EXERCICE COURT 1:
Recopiez fidèlement le passage du texte sur les foyers et la mythologie qui commence aux mots « Foyer de l’école du » et se termine après les mots « de Saint-Pétersbourg), etc.... ».
EXERCICE COURT 2:
Répondez aux questions suivantes d'après le texte sur les foyers et la mythologie.
(a) Quelle muse présidait à l'astronomie ?
(b) Quelles sont les deux magiciennes célèbres que cite la mythologie ?
(c) En quoi Zeus s'était-il métamorphosé pour rejoindre Danaé ?
EXERCICE COURT 3:
Rédigez la suite du texte sur les foyers et la mythologie, en reprenant après sa dernière phrase.

Foyer de l’école de Porquerolles, « La Melpomène » : Melpomène est l’une des neuf Muses, qui présidait au chant et à l’harmonie, puis à la tragédie. Filles de Jupiter et de Mnémosyne (la mémoire), les neuf muses, suivant les anciens, présidaient aux arts libéraux, surtout à l’éloquence et à la poésie, et symbolisaient ce que nous appellerions aujourd’hui « la culture ». Elles étaient soeurs, pour montrer que les arts s’enchaînent. Clio présidait à l’histoire, Euterpe à la musique, Thalie à la comédie, Melpomène à la tragédie, Terpsichore à la danse, Erato à l’élégie, Polymnie à la poésie lyrique, Uranie à l’astronomie, enfin Calliope à l’éloquence et à la poésie héroïque. Les muses habitaient avec Apollon le Parnasse, parfois l’Olympe et l’Hélicon.

 

Foyer de la BAN d’Aspretto, près d’Ajaccio, en Corse, « La Magicienne » : La mythologie cite deux magiciennes célèbres, Médée et sa tante Circé. Ulysse ayant abordé dans l’île de cette dernière, la magicienne, fille d’Hélios et de Persée, souhaitant le retenir près d’elle, fit boire à ses compagnons une liqueur enchantée, qui les transforma en pourceaux. L’histoire de Médée, quant à elle, se rattache à la légende des Argonautes et de la Toison d’or.

Ne connaissant pas les intentions réelles de celui ou celle qui baptisa ce foyer, c’est par pure déduction et pour respecter une suite logique que l’on peut penser que le nom du foyer « La Magicienne » faisait référence à ces divinités. Un de nos lecteurs pourra, nous l’espérons, infirmer ou confirmer cette théorie.

 

Foyer de l’école du cap brun, « La Danaé » : Danae était la fille d’Acrisios, roi d’Argos. Un oracle ayant prédit à son père qu’il serait tué par le fils de sa fille, celle-ci fut enfermée dans une tour d’airain. Zeus, métamorphosé en pluie d’or, la rejoignit et de leurs amours, naquit Persée. Plus tard, le héros devait tuer involontairement Acrisios en lançant un disque et c’est ainsi que la prédiction vérifia.

Danaé recevant Zeus métamorphosé en pluie d’or est un sujet qui fut souvent représenté par les peintres tels Titien (musée de Naples), Van Dyck (musée de Dresde), Rembrandt (musée de Saint-Pétersbourg), etc....

Lignes d'un jeu de données de pointage d'objets:
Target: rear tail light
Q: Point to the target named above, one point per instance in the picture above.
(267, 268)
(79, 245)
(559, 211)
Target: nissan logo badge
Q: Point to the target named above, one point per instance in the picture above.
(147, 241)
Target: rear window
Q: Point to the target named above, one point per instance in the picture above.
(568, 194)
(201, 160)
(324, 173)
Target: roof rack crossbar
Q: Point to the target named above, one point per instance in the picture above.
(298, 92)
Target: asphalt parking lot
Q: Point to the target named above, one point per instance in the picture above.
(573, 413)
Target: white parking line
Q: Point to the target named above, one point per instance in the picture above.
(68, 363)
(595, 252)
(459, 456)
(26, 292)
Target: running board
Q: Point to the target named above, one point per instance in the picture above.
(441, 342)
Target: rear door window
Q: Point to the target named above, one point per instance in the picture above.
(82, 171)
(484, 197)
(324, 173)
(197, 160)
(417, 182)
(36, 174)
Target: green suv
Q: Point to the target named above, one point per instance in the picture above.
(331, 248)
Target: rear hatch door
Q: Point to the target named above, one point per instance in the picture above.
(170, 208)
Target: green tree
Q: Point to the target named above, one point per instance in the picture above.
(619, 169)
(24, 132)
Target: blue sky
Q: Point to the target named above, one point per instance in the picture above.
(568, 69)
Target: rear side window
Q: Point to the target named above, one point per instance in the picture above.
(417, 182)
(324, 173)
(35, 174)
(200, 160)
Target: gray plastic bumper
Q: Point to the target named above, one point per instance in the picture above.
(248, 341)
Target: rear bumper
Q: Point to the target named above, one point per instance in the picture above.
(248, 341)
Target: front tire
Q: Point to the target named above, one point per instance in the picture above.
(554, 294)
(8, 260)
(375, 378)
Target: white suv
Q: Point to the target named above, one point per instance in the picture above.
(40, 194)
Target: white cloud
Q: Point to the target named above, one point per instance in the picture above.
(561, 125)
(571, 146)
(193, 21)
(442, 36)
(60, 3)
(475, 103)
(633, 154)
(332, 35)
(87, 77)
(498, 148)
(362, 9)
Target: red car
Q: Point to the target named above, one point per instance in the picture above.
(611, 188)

RÉSULTAT FINAL 1:
Foyer de l’école du cap brun, « La Danaé » : Danae était la fille d’Acrisios, roi d’Argos. Un oracle ayant prédit à son père qu’il serait tué par le fils de sa fille, celle-ci fut enfermée dans une tour d’airain. Zeus, métamorphosé en pluie d’or, la rejoignit et de leurs amours, naquit Persée. Plus tard, le héros devait tuer involontairement Acrisios en lançant un disque et c’est ainsi que la prédiction vérifia.

Danaé recevant Zeus métamorphosé en pluie d’or est un sujet qui fut souvent représenté par les peintres tels Titien (musée de Naples), Van Dyck (musée de Dresde), Rembrandt (musée de Saint-Pétersbourg), etc....

RÉSULTAT FINAL 2:
(a) Uranie.
(b) Médée et sa tante Circé.
(c) En pluie d'or.

RÉSULTAT FINAL 3:
Foyer de l’EAMF, (école des apprentis mécanicien de la flotte) puis du GEM, aujourd’hui foyer du CIN Nord rebaptisée « Elisabeth Boissat » en hommage à sa directrice de foyer, « L’ Ariane » : Fille de Minos et de Pasiphaé, soeur de Phèdre, Ariane est « la très sacrée ». Son histoire prend place dans le mythe de Thésée et du Minotaure. Eprise de Thésée, Ariane fournit au héros le fil qui l’aidera à sortir du labyrinthe. Thésée parvient à tuer le Minotaure, puis il enlève Ariane et part avec elle pour Athènes, mais il l’abandonne, endormie, dans l’île de Naxos, où il a fait escale. Le mythe raconte qu’Ariane une fois sur Naxos, rencontre Dionysos ; le dieu s’éprend aussitôt d’elle, l’épouse et l’emmène avec lui sur l’Olympe. Par métaphore, le fil d’Ariane est une expression qui désigne un moyen discret qui permet de se repérer dans une situation ou un domaine complexe.

Le mythe d’Ariane a inspiré de nombreux auteurs. Citons : Ariane, tragédie de Thomas Corneille ; Ariane à Naxos, acte lyrique de Richard Strauss sur un livret de Hofmannsthal (1912).

 

Foyer de l’hôpital Saint Anne, « La Néréide » : Dans la mythologie grecque, les Néréides étaient des divinités marines, filles de Nérée et de Doris. Homère (Iliade) et Hésiode (Théogonie) donnent chacun une liste des Néréides, dont certaines sont communes aux deux auteurs : Glaukè, Thalie, Kymodokè, Spéiô, Thoè, Nésée, Actée, Phérousé, Doris, Galatée, Amphitrite, Hippothoè, Lusianassa, ...

Parmi elles, seules Thétis, la mère d’Achille, Amphitrite, l’épouse de Poséidon, et Galathée font l’objet de mythes particuliers. Les Néréides vivent au fond de la mer, et se distraient en chantant et en nageant parmi les dauphins. Dans l’Iliade, elles sont réunies autour de Thétis pour pleurer le destin d’Achille.

 

EV1 Bernard HIPAULT (2000)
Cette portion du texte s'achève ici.